— Start of Source passage —

Fix the things you don't like.

[01:23:55]

Yeah, fix things you don't like. Like maybe your eyebrow. And then you, oh, I took too much off. Let me put. And you just sit there. I'd sit there for hours until I figured I had the face that I thought I wanted. And then you come back the next day and you go, oh, I don't like much of the stuff I did, even though I thought that was great. So it's a lot of work. That's what I don't like about the studio.

[01:24:12]

That's what I don't like about writing. It's very lonely, but it sounds. There's a piece of you that does like the craft of sculpting. Right? Just the general craft of sculpting.

[01:24:22]

I like making the. I like creating the music. I like creating the melody, but then recording it and having it. Okay, now you're going to have a concrete thing that represents what I've hear in my brain. So when I play live, I'm feeling. When I'm feeling it's there, it's out there, and I feel like it was. So I don't want to watch a live performance. Back to me. Hey, you want to see how you did last night? Nope. No, no. Don't show me. I have a memory of it, that it was great. I'm going to keep that. Like, if I play on shows, like, if I do whatever performance on some of the late shows and whatever I play a song, I really have to force myself to not, I mean, I have to force myself to watch it. Like, sometimes I go, I should just watch it just because maybe I'll learn. I don't want to falsely think I did great, then I'll just watch it. I'll be like this when I'm watching it on tv going, okay, that was pretty good, actually. I actually, okay. And I go, so relieved because it could just be one little note.

[01:25:19]

One little note that. A little out of tune. And maybe it's not really out of tune, maybe just sounds out of tune to me. So that's how I'm.

[01:25:25]

A lot of actors and comedians I've talked to who are wildly successful can't watch their stuff back because they're just noticing the things that they did wrong. They want to be better. I do some of that with what we do every day where if I go home and my wife will ask me how to go and it will otherwise have been great, I'll tell her the things that didn't feel good.

[01:25:46]

And will you fix those or that were wrong?

[01:25:48]

I will try to. Yes, I'll try. But I've said before on here that I do have some struggles with just generally in the moment, immediately processing failure as learning, like doing the gentle stuff so that it's not failure, so that it feels like, oh, I could just be grateful for that. Like, you seem to have a very healthy relationship with practice and improvement that. That you have refined over many, many thousands of hours.

[01:26:13]

Well, you know. Yes. And it does help to not think that of it as a failure. It feels. You feel like you're learning something. I mean, I would tell you you're great. I can give you feedback. You're great at what you do. I think your show is amazing.

[01:26:27]

Thank you, sir.

— End of Source passage —

▸ Aim of the exercise:
Reproduce the stretch of the interview transcript from "A lot of actors" through "didn't feel good." word for word.

— Start of Entries —

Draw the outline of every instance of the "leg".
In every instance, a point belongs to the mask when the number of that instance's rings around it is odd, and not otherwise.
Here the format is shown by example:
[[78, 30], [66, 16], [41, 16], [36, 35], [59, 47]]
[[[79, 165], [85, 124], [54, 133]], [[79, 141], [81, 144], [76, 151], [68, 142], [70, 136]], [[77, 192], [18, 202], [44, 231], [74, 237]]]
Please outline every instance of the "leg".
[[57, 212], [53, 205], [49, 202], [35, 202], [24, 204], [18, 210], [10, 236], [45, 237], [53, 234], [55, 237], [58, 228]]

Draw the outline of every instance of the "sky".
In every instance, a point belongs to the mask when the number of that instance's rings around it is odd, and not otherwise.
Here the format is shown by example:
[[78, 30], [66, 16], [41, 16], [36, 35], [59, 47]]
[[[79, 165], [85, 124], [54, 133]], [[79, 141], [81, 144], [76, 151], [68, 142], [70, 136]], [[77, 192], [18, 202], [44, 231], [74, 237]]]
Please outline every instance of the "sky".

— End of Entries —

▸ Task result:
A lot of actors and comedians I've talked to who are wildly successful can't watch their stuff back because they're just noticing the things that they did wrong. They want to be better. I do some of that with what we do every day where if I go home and my wife will ask me how to go and it will otherwise have been great, I'll tell her the things that didn't feel good.